**Task**.
Find the line that contains "Where can the man's"; then retype it and each line after it, exactly, through the final line of the data below.

Begin The input

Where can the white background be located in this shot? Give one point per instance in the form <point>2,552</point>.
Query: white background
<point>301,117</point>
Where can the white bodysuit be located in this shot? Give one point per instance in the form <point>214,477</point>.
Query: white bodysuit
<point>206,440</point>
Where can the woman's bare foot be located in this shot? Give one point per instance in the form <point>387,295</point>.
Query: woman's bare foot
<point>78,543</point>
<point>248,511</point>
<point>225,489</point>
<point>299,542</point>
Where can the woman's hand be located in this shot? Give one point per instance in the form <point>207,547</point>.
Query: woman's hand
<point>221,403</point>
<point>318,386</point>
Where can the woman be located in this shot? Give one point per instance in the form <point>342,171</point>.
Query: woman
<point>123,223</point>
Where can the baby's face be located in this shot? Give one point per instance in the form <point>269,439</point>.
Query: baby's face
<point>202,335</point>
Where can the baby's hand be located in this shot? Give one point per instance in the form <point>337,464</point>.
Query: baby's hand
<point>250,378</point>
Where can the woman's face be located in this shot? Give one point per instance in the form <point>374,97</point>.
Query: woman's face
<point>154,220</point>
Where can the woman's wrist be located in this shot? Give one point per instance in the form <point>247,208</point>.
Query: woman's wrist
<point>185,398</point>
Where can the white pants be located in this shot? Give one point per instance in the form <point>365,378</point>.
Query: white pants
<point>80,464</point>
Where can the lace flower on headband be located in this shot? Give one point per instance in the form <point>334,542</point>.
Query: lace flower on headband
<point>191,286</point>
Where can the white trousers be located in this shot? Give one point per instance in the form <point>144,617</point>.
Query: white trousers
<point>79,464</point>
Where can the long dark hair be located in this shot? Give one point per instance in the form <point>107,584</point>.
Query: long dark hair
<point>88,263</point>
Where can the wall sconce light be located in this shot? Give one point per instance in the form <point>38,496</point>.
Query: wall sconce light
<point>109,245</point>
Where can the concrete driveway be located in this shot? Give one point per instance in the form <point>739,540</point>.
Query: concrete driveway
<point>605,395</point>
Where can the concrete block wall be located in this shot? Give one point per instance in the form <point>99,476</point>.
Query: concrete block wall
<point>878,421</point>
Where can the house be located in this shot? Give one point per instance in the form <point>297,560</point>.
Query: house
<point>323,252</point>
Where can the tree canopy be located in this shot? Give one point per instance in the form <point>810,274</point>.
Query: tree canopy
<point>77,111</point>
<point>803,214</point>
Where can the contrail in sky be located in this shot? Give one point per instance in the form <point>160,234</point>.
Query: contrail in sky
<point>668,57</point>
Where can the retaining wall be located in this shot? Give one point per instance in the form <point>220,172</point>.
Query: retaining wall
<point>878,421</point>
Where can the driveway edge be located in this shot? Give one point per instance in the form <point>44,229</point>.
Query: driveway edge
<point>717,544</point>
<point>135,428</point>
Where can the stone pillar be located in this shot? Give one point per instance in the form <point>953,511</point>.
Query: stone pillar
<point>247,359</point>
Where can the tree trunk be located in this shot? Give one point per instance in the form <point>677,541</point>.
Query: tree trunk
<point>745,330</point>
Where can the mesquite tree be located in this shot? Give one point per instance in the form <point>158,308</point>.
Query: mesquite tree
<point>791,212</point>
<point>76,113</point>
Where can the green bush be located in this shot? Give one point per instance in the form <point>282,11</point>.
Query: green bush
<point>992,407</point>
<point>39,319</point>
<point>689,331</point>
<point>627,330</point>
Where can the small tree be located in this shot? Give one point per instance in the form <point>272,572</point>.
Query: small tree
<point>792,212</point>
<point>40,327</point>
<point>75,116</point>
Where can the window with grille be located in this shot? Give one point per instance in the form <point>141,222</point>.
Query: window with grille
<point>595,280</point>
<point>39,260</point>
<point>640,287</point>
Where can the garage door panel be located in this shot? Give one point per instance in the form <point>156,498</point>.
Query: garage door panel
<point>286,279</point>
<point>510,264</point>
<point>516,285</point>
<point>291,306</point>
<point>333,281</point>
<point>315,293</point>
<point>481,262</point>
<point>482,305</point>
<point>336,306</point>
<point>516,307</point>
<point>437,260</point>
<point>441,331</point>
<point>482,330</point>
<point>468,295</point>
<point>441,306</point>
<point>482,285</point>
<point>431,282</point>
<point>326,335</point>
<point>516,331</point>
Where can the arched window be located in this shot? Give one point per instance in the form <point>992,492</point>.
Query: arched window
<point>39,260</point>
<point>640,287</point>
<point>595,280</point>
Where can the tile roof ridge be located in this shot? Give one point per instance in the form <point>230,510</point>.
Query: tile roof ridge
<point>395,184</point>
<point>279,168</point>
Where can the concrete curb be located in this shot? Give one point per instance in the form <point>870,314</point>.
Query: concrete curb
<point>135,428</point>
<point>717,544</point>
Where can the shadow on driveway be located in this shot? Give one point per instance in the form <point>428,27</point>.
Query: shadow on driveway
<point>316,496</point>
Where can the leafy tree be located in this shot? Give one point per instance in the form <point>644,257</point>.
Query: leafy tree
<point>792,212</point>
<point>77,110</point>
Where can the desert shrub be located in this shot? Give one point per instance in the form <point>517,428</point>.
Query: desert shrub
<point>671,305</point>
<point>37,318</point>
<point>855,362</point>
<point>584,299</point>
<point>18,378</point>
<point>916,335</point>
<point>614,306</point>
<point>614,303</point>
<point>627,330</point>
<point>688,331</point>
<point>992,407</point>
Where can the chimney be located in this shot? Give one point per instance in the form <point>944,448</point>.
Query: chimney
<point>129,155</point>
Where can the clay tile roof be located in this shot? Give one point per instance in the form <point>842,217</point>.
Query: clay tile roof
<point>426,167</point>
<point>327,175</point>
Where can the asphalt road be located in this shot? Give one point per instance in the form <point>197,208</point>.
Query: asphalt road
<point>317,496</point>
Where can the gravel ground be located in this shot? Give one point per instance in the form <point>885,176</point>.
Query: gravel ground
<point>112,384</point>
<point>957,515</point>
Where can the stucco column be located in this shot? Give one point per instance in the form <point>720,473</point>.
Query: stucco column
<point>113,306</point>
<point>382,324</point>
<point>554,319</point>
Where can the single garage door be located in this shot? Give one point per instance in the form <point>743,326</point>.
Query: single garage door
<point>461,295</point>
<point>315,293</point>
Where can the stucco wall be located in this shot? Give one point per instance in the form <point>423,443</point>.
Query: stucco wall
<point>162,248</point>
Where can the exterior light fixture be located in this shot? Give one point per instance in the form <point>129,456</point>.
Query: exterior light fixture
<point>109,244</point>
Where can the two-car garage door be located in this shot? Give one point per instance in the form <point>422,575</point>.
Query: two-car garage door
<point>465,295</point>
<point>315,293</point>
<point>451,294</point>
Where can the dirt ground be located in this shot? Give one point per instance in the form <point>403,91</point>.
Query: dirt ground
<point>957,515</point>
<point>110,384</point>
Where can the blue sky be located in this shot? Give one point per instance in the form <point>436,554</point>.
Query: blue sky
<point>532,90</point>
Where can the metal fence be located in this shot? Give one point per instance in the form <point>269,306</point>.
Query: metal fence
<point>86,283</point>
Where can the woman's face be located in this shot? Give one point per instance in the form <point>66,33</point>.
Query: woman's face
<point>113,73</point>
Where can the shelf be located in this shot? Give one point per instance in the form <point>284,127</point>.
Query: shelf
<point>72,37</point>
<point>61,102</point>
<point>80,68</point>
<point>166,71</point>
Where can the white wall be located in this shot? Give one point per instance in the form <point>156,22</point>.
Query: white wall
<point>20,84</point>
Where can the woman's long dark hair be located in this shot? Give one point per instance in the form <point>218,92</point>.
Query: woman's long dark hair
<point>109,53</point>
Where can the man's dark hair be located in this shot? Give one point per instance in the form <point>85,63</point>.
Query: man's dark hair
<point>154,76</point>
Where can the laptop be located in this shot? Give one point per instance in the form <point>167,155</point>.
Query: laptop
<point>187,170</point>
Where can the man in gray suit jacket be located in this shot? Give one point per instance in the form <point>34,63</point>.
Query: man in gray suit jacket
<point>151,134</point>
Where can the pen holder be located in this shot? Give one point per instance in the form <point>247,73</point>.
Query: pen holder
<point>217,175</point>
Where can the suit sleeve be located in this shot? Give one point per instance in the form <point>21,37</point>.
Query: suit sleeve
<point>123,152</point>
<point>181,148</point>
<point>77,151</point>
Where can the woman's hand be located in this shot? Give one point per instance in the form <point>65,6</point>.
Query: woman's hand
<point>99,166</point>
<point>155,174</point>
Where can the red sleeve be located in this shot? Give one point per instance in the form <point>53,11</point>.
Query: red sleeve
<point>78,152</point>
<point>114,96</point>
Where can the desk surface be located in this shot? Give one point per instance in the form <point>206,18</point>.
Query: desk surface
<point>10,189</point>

End The input

**Result below**.
Where can the man's dark hair be located in this shot? Give one point per instance in the form <point>85,63</point>.
Query: man's dark hair
<point>154,76</point>
Where can the laptop be located in this shot? Give one point per instance in the form <point>167,155</point>.
Query: laptop
<point>187,170</point>
Where can the man in gray suit jacket be located in this shot? Give one point per instance in the form <point>34,63</point>.
Query: man in gray suit jacket
<point>151,134</point>
Where can the pen holder be located in this shot? Give one point per instance in the form <point>247,73</point>.
Query: pen holder
<point>217,175</point>
Where can the suit sleeve be located in this shot? Give one point per instance in the form <point>21,37</point>.
Query: suit sleeve
<point>123,152</point>
<point>181,148</point>
<point>77,151</point>
Where can the woman's hand be located in this shot? Give one point per instance in the form <point>65,6</point>.
Query: woman's hand
<point>99,166</point>
<point>155,174</point>
Where can the red sleeve be located in this shot? Give one point per instance in the form <point>53,11</point>.
Query: red sleeve
<point>78,152</point>
<point>114,96</point>
Where can the desk surface be located in this shot? Give one point per instance in the form <point>206,18</point>.
Query: desk surface
<point>10,189</point>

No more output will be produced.